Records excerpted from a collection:
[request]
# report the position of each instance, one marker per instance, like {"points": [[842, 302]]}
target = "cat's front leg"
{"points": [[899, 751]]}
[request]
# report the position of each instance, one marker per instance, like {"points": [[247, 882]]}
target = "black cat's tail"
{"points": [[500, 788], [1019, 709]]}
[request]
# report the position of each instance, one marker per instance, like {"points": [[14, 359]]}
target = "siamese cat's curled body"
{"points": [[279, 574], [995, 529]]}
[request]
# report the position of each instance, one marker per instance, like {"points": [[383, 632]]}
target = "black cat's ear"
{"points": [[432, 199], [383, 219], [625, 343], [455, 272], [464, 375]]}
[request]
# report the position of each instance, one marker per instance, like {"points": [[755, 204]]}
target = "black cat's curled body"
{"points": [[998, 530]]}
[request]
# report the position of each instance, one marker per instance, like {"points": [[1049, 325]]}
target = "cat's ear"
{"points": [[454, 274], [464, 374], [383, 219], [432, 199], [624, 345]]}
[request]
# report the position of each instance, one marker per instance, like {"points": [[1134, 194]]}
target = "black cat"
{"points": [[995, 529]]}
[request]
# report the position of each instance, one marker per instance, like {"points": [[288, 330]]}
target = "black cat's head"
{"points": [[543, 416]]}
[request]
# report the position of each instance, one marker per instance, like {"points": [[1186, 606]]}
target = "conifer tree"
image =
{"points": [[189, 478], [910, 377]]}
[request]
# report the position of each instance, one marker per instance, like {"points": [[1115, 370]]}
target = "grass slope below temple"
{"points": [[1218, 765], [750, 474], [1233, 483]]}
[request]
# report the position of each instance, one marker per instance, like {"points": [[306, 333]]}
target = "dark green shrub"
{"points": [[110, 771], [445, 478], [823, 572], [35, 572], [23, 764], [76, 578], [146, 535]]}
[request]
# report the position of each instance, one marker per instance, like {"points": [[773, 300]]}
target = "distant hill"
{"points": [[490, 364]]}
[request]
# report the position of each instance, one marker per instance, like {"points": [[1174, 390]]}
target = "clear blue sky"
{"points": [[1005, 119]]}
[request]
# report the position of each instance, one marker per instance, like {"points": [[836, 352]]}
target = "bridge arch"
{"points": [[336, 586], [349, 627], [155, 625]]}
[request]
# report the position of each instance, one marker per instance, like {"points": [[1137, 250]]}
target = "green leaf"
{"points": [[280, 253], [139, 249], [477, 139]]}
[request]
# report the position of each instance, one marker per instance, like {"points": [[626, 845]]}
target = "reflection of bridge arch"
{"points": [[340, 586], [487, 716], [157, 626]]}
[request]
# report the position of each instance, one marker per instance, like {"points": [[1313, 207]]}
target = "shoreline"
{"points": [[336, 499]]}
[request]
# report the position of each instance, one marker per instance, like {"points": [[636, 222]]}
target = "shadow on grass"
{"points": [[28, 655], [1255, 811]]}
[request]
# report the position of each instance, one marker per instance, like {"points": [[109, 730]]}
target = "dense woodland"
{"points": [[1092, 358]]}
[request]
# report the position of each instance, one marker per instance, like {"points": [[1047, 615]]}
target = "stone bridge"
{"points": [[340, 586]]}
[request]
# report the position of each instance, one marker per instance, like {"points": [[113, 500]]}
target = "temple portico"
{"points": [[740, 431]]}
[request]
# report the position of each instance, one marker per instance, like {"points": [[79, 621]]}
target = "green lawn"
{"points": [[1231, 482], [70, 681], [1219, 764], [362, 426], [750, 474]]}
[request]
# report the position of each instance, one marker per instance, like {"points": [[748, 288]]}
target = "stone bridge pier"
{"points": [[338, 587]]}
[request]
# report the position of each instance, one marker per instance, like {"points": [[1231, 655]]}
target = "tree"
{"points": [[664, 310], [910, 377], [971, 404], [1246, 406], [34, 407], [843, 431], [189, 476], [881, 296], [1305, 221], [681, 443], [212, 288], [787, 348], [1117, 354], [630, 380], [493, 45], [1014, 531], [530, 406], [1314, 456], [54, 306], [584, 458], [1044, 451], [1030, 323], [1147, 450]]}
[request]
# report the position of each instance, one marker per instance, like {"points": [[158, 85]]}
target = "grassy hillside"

> [Activity]: For this exercise, all the data must be repeated exactly.

> [Output for this exercise]:
[request]
# report the position of each instance, one marker per instance, like {"points": [[842, 302]]}
target = "cat's front leg"
{"points": [[899, 751]]}
[request]
# report the position of each instance, one marker per instance, like {"points": [[247, 882]]}
target = "black cat's tail"
{"points": [[500, 788], [1019, 709]]}
[request]
# report the position of each instance, one marker per instance, like {"points": [[14, 359]]}
target = "siamese cat's curled body"
{"points": [[279, 574], [995, 529]]}
[request]
# report the position of each instance, one marker per instance, like {"points": [[383, 632]]}
target = "black cat's ear"
{"points": [[432, 199], [383, 219], [625, 343], [455, 272], [464, 375]]}
[request]
# report the position of each instance, one marker per instance, like {"points": [[755, 204]]}
target = "black cat's curled body"
{"points": [[998, 530]]}
[request]
# report the position of each instance, one marker per instance, like {"points": [[1049, 325]]}
target = "cat's ear"
{"points": [[454, 274], [464, 374], [383, 219], [432, 199], [624, 345]]}
[request]
# report the position of each instance, one marker per instance, like {"points": [[1134, 194]]}
target = "black cat"
{"points": [[995, 529]]}
[request]
# report the position of each instance, one marker per instance, like {"points": [[288, 330]]}
target = "black cat's head"
{"points": [[543, 416]]}
[request]
# report the position of each instance, one marker per instance, like {"points": [[1186, 606]]}
target = "conifer tree"
image =
{"points": [[189, 478], [910, 377]]}
[request]
# report the position of each instance, one marker per instance, like {"points": [[1115, 370]]}
target = "grass slope below temple"
{"points": [[1218, 765], [750, 474], [1233, 483]]}
[request]
# report the position of each instance, one marker per instance, like {"points": [[306, 333]]}
target = "dark green shrub"
{"points": [[110, 771], [445, 478], [823, 572], [35, 572], [23, 764], [76, 578], [146, 535]]}
[request]
# report the position of each instance, one marker per instance, like {"points": [[773, 300]]}
target = "distant hill"
{"points": [[490, 364]]}
[request]
# report the position of each instance, one marker per instance, like {"points": [[1174, 390]]}
target = "clear blue sky"
{"points": [[1005, 119]]}
[request]
# report the position of each instance, one marker per instance, like {"points": [[836, 352]]}
target = "bridge arch"
{"points": [[336, 586], [349, 627], [155, 625]]}
[request]
# report the position of each instance, one marker per instance, like {"points": [[1137, 250]]}
target = "green leaf"
{"points": [[280, 253], [139, 249], [477, 139]]}
[request]
# report the position of each instance, one marker per instance, like {"points": [[626, 845]]}
target = "reflection of bridge arch"
{"points": [[340, 586], [487, 716], [157, 626]]}
[request]
# report the position of each instance, one marker per instance, like {"points": [[1313, 207]]}
target = "shoreline"
{"points": [[336, 499]]}
[request]
# report the position of each instance, one marker per instance, like {"points": [[636, 222]]}
target = "shadow on grass"
{"points": [[28, 655], [1255, 811]]}
[request]
# report the position of each instance, one marker per instance, like {"points": [[109, 730]]}
target = "dense woodland"
{"points": [[1092, 358]]}
[request]
# report the position of each instance, one marker per instance, like {"points": [[1047, 615]]}
target = "stone bridge"
{"points": [[340, 586]]}
[request]
# report the position of each instance, one marker per instance, like {"points": [[113, 500]]}
target = "temple portico"
{"points": [[740, 431]]}
[request]
# report the position of each instance, one marker per instance, like {"points": [[79, 621]]}
target = "green lawn"
{"points": [[1231, 482], [70, 681], [1219, 764], [362, 426], [750, 474]]}
[request]
# report the position of each instance, one marker per instance, like {"points": [[748, 288]]}
target = "stone bridge pier"
{"points": [[338, 587]]}
[request]
# report the position of each instance, one marker per instance, like {"points": [[1231, 655]]}
target = "tree"
{"points": [[664, 310], [910, 377], [971, 404], [1246, 406], [34, 407], [843, 431], [189, 476], [881, 296], [1305, 221], [681, 443], [212, 288], [787, 348], [1117, 354], [630, 380], [493, 45], [1014, 531], [530, 406], [1314, 456], [54, 306], [584, 458], [1044, 451], [1030, 323], [1147, 450]]}
[request]
# report the position of each instance, one marker per instance, like {"points": [[158, 85]]}
target = "grassy hillside"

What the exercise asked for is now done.